=== Material shown ===

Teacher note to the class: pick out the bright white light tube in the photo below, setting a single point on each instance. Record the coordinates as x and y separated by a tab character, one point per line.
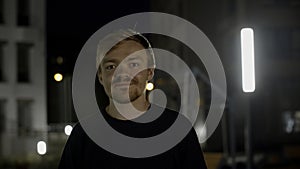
248	68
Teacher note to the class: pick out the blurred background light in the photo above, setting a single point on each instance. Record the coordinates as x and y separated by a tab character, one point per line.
58	77
68	129
149	86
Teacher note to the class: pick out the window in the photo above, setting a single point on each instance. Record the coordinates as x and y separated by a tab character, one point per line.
1	11
23	62
2	114
24	108
23	15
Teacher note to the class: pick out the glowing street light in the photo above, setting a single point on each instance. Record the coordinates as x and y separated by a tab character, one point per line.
149	86
248	68
58	77
41	147
68	129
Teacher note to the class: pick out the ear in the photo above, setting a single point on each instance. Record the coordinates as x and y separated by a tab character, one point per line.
99	74
150	73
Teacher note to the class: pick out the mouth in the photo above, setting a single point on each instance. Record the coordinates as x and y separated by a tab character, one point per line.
121	85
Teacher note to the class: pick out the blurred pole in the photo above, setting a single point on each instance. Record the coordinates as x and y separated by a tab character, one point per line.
232	138
248	137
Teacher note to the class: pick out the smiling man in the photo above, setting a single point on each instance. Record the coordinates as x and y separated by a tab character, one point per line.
124	72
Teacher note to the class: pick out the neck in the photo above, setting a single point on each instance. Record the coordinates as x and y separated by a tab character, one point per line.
127	111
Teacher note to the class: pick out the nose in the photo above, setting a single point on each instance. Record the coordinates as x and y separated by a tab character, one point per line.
122	72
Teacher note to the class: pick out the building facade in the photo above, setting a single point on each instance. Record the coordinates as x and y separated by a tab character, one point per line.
23	116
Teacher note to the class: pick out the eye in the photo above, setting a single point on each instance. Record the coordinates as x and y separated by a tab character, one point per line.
134	64
110	67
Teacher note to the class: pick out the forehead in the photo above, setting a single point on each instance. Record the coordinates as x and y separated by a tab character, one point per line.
126	48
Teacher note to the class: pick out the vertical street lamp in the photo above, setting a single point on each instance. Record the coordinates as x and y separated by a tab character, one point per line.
248	80
248	67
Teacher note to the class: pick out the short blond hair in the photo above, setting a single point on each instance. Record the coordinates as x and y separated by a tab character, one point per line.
116	38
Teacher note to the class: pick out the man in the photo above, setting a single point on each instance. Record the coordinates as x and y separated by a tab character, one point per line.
124	72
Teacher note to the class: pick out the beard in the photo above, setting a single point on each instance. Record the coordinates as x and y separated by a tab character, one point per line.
127	94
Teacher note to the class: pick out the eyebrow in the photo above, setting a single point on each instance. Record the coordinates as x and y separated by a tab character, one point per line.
108	59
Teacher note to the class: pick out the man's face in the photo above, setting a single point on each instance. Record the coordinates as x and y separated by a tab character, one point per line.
116	82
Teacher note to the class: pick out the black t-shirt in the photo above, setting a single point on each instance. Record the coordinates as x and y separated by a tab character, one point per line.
81	152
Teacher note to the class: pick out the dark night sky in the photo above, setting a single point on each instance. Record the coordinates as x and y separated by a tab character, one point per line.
71	23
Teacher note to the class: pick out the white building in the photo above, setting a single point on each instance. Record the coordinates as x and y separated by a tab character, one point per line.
23	116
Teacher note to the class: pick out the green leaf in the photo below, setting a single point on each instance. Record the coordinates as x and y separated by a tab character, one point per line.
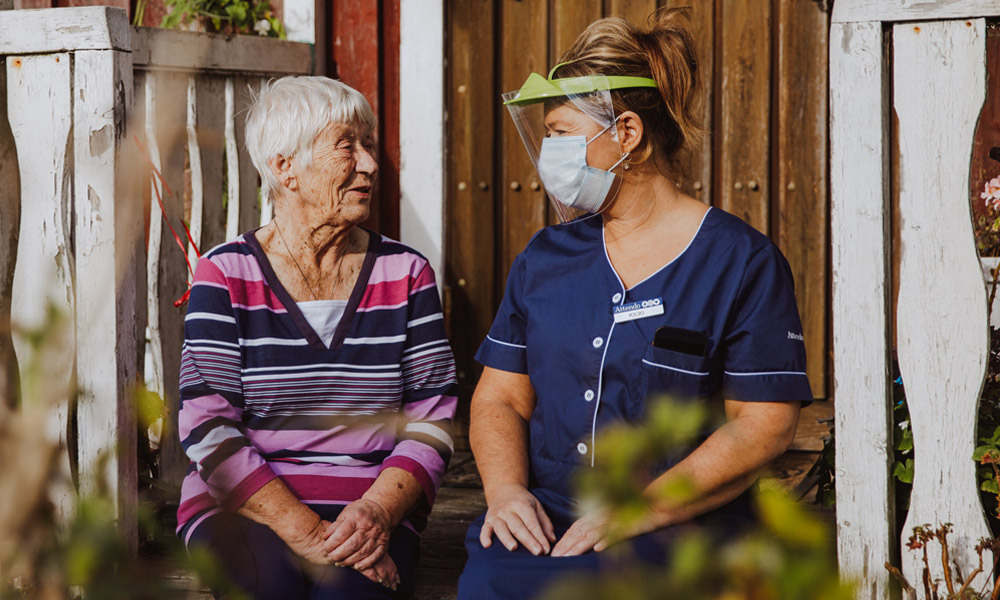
980	451
903	471
905	442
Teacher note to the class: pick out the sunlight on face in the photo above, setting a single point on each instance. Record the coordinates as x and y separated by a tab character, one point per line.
340	178
564	119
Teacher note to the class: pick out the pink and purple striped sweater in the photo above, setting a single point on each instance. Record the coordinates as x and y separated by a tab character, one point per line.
263	397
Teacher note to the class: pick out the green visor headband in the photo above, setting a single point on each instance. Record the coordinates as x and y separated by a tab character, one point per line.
538	89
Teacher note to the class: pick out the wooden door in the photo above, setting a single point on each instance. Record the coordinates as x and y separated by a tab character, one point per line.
764	70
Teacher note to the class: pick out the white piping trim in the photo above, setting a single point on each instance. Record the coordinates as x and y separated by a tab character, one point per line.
699	373
597	401
731	374
505	343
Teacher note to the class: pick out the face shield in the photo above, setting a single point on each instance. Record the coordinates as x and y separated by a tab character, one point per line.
569	128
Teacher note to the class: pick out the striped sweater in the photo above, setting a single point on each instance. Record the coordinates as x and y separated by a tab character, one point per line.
263	397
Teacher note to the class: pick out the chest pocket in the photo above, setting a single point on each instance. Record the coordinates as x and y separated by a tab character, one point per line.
681	376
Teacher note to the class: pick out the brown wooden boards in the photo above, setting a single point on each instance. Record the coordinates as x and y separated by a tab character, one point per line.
800	207
523	35
470	279
745	94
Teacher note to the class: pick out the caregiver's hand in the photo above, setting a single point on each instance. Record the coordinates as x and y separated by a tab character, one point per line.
514	515
587	533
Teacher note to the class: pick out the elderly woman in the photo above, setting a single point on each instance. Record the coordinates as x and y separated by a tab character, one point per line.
643	291
317	384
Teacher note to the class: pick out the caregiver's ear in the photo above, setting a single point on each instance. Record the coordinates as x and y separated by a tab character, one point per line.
630	131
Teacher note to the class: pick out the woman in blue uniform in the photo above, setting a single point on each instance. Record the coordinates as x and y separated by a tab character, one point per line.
643	290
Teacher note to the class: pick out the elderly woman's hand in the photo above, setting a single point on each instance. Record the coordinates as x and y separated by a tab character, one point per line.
309	544
359	537
383	572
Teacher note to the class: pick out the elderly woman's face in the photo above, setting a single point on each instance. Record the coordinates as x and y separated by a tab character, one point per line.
342	172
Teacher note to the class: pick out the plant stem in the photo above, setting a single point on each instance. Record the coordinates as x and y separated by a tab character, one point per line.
911	593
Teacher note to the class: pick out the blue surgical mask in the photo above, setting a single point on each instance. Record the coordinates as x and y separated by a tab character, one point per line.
562	166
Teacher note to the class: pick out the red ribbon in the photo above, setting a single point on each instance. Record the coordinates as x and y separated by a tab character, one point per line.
163	211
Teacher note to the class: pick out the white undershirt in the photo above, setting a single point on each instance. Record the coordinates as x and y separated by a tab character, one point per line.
323	316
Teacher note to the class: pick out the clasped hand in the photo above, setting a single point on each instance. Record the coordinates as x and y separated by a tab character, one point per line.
358	539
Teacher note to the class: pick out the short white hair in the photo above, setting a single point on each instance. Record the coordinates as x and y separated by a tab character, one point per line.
288	114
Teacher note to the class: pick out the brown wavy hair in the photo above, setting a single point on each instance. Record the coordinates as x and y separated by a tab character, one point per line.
665	52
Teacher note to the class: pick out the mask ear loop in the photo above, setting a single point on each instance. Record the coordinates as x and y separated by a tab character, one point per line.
600	133
620	161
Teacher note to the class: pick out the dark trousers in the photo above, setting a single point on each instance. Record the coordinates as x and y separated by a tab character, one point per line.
257	565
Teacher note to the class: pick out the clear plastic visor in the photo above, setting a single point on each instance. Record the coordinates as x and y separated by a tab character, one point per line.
572	140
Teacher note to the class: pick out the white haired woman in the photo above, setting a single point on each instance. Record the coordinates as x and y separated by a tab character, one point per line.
317	385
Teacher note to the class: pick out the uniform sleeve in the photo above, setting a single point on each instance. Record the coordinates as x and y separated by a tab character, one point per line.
424	445
505	346
210	419
764	350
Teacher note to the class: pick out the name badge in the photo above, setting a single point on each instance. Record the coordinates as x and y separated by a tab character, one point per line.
638	310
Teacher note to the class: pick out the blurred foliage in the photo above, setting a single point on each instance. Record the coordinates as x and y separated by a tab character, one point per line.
83	554
223	16
790	557
956	585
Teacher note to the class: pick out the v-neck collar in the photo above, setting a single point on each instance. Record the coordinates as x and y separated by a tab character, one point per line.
374	243
611	266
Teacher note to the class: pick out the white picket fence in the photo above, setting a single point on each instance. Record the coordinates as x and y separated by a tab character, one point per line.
93	105
933	75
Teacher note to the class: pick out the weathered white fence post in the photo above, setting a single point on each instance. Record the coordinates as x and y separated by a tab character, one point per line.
939	87
109	237
938	59
859	176
69	75
39	85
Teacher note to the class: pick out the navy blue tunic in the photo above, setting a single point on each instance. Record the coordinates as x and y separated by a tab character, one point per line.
557	324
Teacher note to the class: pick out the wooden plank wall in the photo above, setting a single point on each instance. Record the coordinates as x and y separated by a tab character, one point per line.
764	67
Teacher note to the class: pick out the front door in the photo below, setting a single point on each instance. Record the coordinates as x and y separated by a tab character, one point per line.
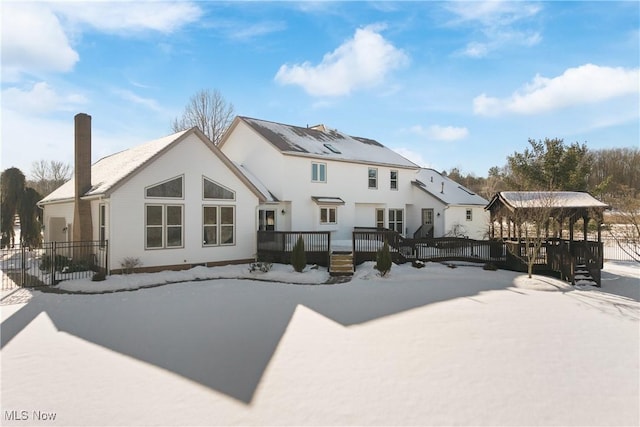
267	220
427	223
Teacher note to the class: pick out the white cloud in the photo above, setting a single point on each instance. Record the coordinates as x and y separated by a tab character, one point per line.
125	17
39	99
35	36
33	41
129	96
496	21
360	62
441	133
586	84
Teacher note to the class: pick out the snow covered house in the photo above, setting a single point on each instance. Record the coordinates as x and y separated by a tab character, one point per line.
447	208
320	179
173	203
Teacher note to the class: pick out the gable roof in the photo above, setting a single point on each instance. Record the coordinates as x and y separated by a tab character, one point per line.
321	142
445	189
110	172
542	199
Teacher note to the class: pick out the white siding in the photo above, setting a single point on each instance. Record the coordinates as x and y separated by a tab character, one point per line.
192	160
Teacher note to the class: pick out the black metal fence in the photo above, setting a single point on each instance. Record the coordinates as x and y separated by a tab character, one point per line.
52	263
276	246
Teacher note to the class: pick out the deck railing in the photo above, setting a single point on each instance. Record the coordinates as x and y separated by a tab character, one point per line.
276	246
367	242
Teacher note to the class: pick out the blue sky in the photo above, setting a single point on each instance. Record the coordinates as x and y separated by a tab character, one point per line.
447	84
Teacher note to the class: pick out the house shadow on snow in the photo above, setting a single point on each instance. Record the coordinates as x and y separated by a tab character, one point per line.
222	334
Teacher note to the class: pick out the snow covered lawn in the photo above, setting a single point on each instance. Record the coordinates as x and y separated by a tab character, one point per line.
431	346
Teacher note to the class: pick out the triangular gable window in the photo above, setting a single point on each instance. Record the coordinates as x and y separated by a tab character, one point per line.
171	189
213	190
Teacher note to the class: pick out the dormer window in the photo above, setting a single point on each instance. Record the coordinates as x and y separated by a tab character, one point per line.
318	172
332	149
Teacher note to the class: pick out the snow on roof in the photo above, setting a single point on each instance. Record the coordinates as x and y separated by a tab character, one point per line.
446	189
563	199
110	170
319	141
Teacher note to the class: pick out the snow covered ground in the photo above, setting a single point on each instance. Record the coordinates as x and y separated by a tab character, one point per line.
430	346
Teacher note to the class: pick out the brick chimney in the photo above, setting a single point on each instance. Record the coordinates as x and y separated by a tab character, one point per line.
82	224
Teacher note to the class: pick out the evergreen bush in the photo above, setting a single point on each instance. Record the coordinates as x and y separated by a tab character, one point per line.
383	260
299	256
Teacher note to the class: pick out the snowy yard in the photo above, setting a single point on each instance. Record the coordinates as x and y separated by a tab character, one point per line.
431	346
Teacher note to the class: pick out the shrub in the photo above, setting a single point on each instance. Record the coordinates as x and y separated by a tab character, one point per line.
260	266
299	256
383	260
129	264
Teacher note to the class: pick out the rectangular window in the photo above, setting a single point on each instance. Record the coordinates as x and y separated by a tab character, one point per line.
379	218
102	220
373	178
328	215
319	172
396	220
163	224
218	225
393	180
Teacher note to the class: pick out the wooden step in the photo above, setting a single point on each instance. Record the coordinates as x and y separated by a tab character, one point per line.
341	264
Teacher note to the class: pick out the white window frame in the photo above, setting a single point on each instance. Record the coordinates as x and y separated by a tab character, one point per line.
380	223
164	226
375	178
327	215
102	224
393	182
181	197
318	172
219	226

===

Please quote exactly the lines from the one containing "Teacher note to the class: pick out the snow covered ground" through the last line of the records above, both included, and nothing else.

Teacher note to the class: pick out the snow covered ground in the photo above, setting a single point on each instance. Record the coordinates as x and y separated by a tab character, one point per line.
430	346
Teacher note to the class: pick out the brick chimney in the photo above, setting a single point on each instance. Record the coordinates as x and y separated by a tab character, one point per line.
82	224
Teacher note to the class: pick out the evergreen bush in the photo above, setting a single point on each instance. Record the coordinates as x and y separated by a tab character, one point per line.
383	260
299	256
Teacher note to the class: pick out the snowy yard in the photo above, setting a single point on each instance. Record the coordinates as x and y separated by a tab character, one point per line.
431	346
Teacher note to the class: pick out the shrub in the photo above, setting a single point on each instance. Record the coordinates as x and y separated by a tab character, one point per line.
260	266
299	256
383	260
129	264
Teacher note to the class: pick out the rectangular window in the photo above, setting a single point on each instance. Record the coordinates as x and y separated by a tab character, one point per line.
379	218
102	220
373	178
328	215
319	172
396	220
163	224
218	225
393	180
Teacher note to the class: pick out the wooden step in the photo above, setting a single point on each instance. Record the coordinates as x and y separated by a tab character, one point per line.
341	264
Teacher note to the class: pick out the white window frame in the photo above, setting a single point on each instance. Record the coordinates as x and y separated by a tab character, one point per line.
380	223
164	226
375	178
327	215
102	224
393	182
181	197
318	172
219	226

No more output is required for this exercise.